**EXERCISE INSTRUCTIONS:** Output all of the records exactly as written.

========================

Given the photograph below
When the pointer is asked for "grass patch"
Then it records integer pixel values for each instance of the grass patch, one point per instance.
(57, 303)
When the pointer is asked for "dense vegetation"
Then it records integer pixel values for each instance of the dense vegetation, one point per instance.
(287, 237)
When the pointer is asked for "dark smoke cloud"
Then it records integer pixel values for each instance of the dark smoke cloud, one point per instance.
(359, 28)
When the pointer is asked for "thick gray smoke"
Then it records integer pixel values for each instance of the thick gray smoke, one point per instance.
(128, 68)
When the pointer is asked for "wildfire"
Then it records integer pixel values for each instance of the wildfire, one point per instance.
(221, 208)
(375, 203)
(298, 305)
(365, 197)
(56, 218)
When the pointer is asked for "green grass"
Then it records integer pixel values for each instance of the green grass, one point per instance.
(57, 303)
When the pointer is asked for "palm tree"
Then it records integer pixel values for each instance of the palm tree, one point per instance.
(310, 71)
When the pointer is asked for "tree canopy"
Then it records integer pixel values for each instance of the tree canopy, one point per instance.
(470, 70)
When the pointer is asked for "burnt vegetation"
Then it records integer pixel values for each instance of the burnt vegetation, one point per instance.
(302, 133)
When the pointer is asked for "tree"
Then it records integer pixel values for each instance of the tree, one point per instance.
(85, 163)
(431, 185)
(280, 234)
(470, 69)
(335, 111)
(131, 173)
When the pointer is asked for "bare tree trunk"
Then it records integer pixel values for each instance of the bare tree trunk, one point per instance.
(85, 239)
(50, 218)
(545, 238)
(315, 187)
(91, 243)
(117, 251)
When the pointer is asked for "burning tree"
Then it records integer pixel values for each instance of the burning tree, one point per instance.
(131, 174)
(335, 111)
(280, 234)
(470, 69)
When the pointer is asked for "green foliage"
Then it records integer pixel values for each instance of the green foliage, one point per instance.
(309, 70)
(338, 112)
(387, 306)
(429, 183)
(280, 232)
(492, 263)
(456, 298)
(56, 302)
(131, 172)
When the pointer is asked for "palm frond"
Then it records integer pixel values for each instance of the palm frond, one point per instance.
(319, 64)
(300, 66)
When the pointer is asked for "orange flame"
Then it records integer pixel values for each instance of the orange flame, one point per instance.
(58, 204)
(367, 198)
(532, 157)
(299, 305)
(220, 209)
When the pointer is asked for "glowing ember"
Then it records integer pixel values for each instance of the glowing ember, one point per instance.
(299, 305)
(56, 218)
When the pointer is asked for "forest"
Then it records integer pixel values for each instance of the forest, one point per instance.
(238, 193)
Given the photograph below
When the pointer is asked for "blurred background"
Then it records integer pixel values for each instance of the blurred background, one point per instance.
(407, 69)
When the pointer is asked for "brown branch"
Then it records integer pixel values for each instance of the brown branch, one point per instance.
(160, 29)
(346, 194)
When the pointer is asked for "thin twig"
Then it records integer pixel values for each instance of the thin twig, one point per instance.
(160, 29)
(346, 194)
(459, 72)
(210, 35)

========================

**ANSWER TO THIS TASK:**
Given the photograph below
When the pointer is asked for "grass patch"
Then it records integer pixel values for each instance of the grass patch, one point per instance.
(57, 303)
When the pointer is asked for "dense vegetation"
Then it records integer pixel values for each instance of the dense vegetation, one point per instance.
(287, 237)
When the pointer is asked for "dark smoke cloud"
Then it records integer pixel values for each instance of the dark smoke cloud, one point per instance.
(359, 28)
When the pointer is asked for "thick gray smoke"
Then it records integer pixel values for each instance of the thick gray smoke, one point per instance.
(128, 68)
When the pointer is asked for "wildfire"
Then it records integer pixel values for each instance of the wildfire, one point per instance.
(221, 208)
(375, 203)
(298, 305)
(365, 197)
(56, 218)
When the pointer is asked for "green grass"
Then it records integer pixel values for each instance of the green grass, one point per instance.
(57, 303)
When the pointer is asked for "palm tree"
Then it records integer pixel values for each instance of the palm tree, one point per instance.
(310, 71)
When the pointer is asked for "tree canopy"
Then it records integer pixel values for each instance of the tree canopy, one point per instance.
(470, 70)
When the pointer is asked for "burnt vegetation"
Then it records integer pixel values for each instance of the burnt vegetation, one point per instance.
(302, 133)
When the pointer is asked for "tree"
Then it records integer pixel values for each instance of the tree, one point per instance.
(85, 163)
(431, 185)
(280, 234)
(470, 69)
(335, 111)
(131, 173)
When the pointer is asked for "bare tree trunk"
Then it records integer pixel values for each instance of the bare tree trunk, one point per instance.
(85, 239)
(50, 218)
(545, 238)
(315, 187)
(91, 243)
(117, 251)
When the pointer is asked for "burning tree"
Then it records integer pixel values for each instance of the burning tree, one point per instance.
(131, 174)
(335, 111)
(280, 234)
(470, 69)
When the pointer is asked for "green foliage"
Then it records integer pixel values for each instance of the green foliage, one point per instance.
(309, 70)
(338, 112)
(387, 306)
(429, 183)
(280, 232)
(492, 263)
(456, 298)
(56, 302)
(131, 172)
When the pointer is asked for "palm frond"
Then it records integer pixel values for each instance of the palm frond, one point per instance.
(319, 64)
(300, 66)
When the pointer is asked for "orange flame"
Then it records integer pixel values for each instance of the orange flame, one point per instance.
(58, 204)
(367, 198)
(532, 157)
(299, 305)
(220, 209)
When the pointer is asked for "glowing ember"
Then it records integer pixel values for each instance of the glowing ember, one point per instance.
(299, 305)
(56, 218)
When the pointer is asked for "forest"
Then it records integer pixel values for each instance of the forest, one point per instance.
(238, 193)
Given the photograph below
When the pointer is asked for "blurred background"
Then it records integer pixel values for each instance of the blurred background, one point per instance.
(407, 69)
When the pointer is asked for "brown branch"
Then it records integer pixel values for each instance of the brown branch, one point per instance.
(160, 29)
(346, 194)
When the pointer is asked for "thin twig"
Then it records integer pixel values for each instance of the thin twig, one point per instance.
(160, 29)
(346, 194)
(459, 72)
(210, 35)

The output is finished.